— Source text —
►

In addition to David's comment, there are many changes in the loom repo that would require re-writing this test: The private Thread::threadTerminated method is removed, the book keeping associated with thread groups is removed, and several of the terminally deprecated methods in ThreadGroup have even degraded. Furthermore, I hope to degrade Thread.stop in an upcoming release so that it throws UOE unconditionally.
17-03-2022

Fixing JDK-8282952 will also fix this test issue.
17-03-2022

A pull request was submitted for review. URL: https://git.openjdk.java.net/jdk/pull/7819 Date: 2022-03-15 14:56:29 +0000
15-03-2022

$ unzip -l jdk-19+13_linux.8282704.zip Archive: jdk-19+13_linux.8282704.zip Length Date Time Name --------- ---------- ----- ---- 83418 2022-03-11 05:35 jdk-19+13_1/failures.linux-x86_64/StressWrapper_StopAtExit.jtr.release 102988 2022-03-12 05:10 jdk-19+13_2/failures.linux-x86_64/StressWrapper_StopAtExit.jtr.release 107003 2022-03-13 05:06 jdk-19+13_3/failures.linux-x86_64/StressWrapper_StopAtExit.jtr.release --------- ------- 293409 3 files
13-03-2022

I was able to reproduce the failure on my MBP13, but not with my current default of 6093 seconds/101 minutes. I bumped the value to 12000 seconds/200 minutes and saw an OOME after 152 minutes: Test Config: macosx-x86_64-normal-server-release INFO: TIMEOUT_FACTOR=4 Done testing Test Run macosx-x86_64-normal-server-release time: 152.26 minutes. TEST TOTAL PASS FAIL ERROR jtreg:open/test/hotspot/jtreg/StressWrapper_StopAtExit.java >> 1 0 1 0 << 1 failure(s) found in log=do_java_test.macosx-x86_64-normal-server-release.log TEST: StressWrapper_StopAtExit.java LOG: build/macosx-x86_64-normal-server-release/test-support/jtreg_open_test_hotspot_jtreg_StressWrapper_StopAtExit_java/StressWrapper_StopAtExit.jtr Saving build/macosx-x86_64-normal-server-release/test-support/jtreg_open_test_hotspot_jtreg_StressWrapper_StopAtExit_java/StressWrapper_StopAtExit.jtr as /work/shared/bug_hunt/8282704_for_jdk19.git/test_failures.2022-03-09-111835/StressWrapper_StopAtExit.jtr.release The fastdebug config did not have an OOME in 200 minutes and slowdebug just started. Update: the slowdebug config did not have an OOME in 200 minutes either.

◄

— Exercise requirements —
Reproduce the bug-tracker thread above word for word, in full.

— Dataset content —
►

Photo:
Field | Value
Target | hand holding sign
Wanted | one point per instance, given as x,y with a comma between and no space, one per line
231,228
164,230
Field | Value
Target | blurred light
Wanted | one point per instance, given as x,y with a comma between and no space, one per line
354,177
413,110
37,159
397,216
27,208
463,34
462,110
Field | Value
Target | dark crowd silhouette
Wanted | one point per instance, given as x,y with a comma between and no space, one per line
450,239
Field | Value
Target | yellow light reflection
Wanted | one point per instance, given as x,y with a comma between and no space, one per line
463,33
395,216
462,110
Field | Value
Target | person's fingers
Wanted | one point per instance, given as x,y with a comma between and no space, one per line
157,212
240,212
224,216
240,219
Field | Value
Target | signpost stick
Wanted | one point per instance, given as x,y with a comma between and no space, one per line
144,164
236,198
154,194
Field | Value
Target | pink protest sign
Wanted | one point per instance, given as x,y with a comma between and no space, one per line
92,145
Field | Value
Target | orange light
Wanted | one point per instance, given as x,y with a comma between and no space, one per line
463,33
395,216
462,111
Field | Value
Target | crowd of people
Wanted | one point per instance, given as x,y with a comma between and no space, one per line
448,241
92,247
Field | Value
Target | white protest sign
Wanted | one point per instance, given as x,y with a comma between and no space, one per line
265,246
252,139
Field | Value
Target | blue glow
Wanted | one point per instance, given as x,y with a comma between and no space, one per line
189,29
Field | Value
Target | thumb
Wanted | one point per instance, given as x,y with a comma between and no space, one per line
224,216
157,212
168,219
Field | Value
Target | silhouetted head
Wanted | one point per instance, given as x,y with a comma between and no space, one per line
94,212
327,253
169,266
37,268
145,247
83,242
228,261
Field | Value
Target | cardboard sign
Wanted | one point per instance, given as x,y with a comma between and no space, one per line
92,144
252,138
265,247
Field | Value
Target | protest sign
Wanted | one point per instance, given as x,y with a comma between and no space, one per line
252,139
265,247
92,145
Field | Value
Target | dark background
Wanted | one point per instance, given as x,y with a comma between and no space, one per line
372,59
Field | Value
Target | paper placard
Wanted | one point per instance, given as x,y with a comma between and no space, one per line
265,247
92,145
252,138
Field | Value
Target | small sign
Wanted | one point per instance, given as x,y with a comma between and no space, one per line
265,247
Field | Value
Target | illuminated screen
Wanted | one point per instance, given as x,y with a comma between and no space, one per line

◄
►

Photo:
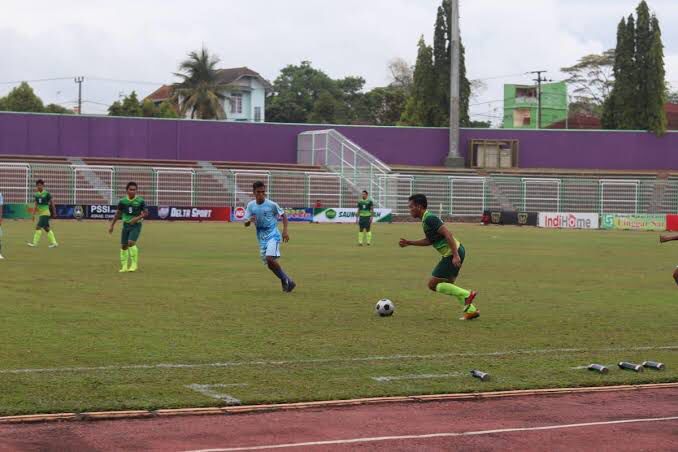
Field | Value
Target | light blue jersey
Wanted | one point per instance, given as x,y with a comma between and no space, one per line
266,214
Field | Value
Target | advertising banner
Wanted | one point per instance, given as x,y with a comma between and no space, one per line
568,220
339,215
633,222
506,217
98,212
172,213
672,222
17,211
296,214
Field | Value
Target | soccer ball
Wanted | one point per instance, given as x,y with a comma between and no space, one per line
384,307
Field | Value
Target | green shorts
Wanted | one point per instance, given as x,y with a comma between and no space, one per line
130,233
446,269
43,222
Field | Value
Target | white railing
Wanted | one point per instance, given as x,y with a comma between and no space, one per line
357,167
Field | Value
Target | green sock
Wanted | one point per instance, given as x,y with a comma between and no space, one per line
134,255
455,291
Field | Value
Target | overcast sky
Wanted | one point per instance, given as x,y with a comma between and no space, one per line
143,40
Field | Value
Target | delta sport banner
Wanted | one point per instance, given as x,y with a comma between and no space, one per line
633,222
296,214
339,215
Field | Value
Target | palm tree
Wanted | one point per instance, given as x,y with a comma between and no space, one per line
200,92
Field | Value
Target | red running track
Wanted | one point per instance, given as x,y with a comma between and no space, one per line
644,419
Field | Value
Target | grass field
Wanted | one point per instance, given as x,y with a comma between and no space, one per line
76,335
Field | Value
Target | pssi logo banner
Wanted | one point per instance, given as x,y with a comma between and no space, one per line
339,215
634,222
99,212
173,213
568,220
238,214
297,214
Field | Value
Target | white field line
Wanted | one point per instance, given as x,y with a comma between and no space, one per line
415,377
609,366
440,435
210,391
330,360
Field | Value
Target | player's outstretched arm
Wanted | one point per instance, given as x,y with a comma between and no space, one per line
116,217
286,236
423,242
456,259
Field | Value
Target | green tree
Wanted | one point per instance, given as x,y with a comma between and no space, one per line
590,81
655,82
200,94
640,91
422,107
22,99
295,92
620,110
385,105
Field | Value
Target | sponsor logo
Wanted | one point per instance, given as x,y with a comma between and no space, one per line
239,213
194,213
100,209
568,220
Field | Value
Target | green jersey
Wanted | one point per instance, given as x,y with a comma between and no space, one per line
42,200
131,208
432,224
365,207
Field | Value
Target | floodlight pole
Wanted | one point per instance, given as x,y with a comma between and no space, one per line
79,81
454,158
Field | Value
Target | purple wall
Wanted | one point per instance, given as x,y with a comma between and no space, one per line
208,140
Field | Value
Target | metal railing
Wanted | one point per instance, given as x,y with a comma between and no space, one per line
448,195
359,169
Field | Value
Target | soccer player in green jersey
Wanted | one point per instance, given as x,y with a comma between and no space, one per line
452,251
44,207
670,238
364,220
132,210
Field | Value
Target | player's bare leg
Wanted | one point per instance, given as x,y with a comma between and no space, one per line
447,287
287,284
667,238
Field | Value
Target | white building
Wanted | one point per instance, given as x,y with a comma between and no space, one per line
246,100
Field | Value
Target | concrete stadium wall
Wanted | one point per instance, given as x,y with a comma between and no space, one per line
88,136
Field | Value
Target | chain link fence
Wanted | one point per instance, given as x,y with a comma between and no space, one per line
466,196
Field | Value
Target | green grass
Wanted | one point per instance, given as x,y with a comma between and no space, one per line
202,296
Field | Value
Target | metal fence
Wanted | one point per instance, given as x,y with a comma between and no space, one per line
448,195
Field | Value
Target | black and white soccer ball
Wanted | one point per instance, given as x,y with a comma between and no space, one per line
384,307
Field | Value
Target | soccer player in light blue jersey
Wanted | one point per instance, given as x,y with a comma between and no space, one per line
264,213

◄

— Output for this exercise —
In addition to David's comment, there are many changes in the loom repo that would require re-writing this test: The private Thread::threadTerminated method is removed, the book keeping associated with thread groups is removed, and several of the terminally deprecated methods in ThreadGroup have even degraded. Furthermore, I hope to degrade Thread.stop in an upcoming release so that it throws UOE unconditionally.
17-03-2022

Fixing JDK-8282952 will also fix this test issue.
17-03-2022

A pull request was submitted for review. URL: https://git.openjdk.java.net/jdk/pull/7819 Date: 2022-03-15 14:56:29 +0000
15-03-2022

$ unzip -l jdk-19+13_linux.8282704.zip Archive: jdk-19+13_linux.8282704.zip Length Date Time Name --------- ---------- ----- ---- 83418 2022-03-11 05:35 jdk-19+13_1/failures.linux-x86_64/StressWrapper_StopAtExit.jtr.release 102988 2022-03-12 05:10 jdk-19+13_2/failures.linux-x86_64/StressWrapper_StopAtExit.jtr.release 107003 2022-03-13 05:06 jdk-19+13_3/failures.linux-x86_64/StressWrapper_StopAtExit.jtr.release --------- ------- 293409 3 files
13-03-2022

I was able to reproduce the failure on my MBP13, but not with my current default of 6093 seconds/101 minutes. I bumped the value to 12000 seconds/200 minutes and saw an OOME after 152 minutes: Test Config: macosx-x86_64-normal-server-release INFO: TIMEOUT_FACTOR=4 Done testing Test Run macosx-x86_64-normal-server-release time: 152.26 minutes. TEST TOTAL PASS FAIL ERROR jtreg:open/test/hotspot/jtreg/StressWrapper_StopAtExit.java >> 1 0 1 0 << 1 failure(s) found in log=do_java_test.macosx-x86_64-normal-server-release.log TEST: StressWrapper_StopAtExit.java LOG: build/macosx-x86_64-normal-server-release/test-support/jtreg_open_test_hotspot_jtreg_StressWrapper_StopAtExit_java/StressWrapper_StopAtExit.jtr Saving build/macosx-x86_64-normal-server-release/test-support/jtreg_open_test_hotspot_jtreg_StressWrapper_StopAtExit_java/StressWrapper_StopAtExit.jtr as /work/shared/bug_hunt/8282704_for_jdk19.git/test_failures.2022-03-09-111835/StressWrapper_StopAtExit.jtr.release The fastdebug config did not have an OOME in 200 minutes and slowdebug just started. Update: the slowdebug config did not have an OOME in 200 minutes either.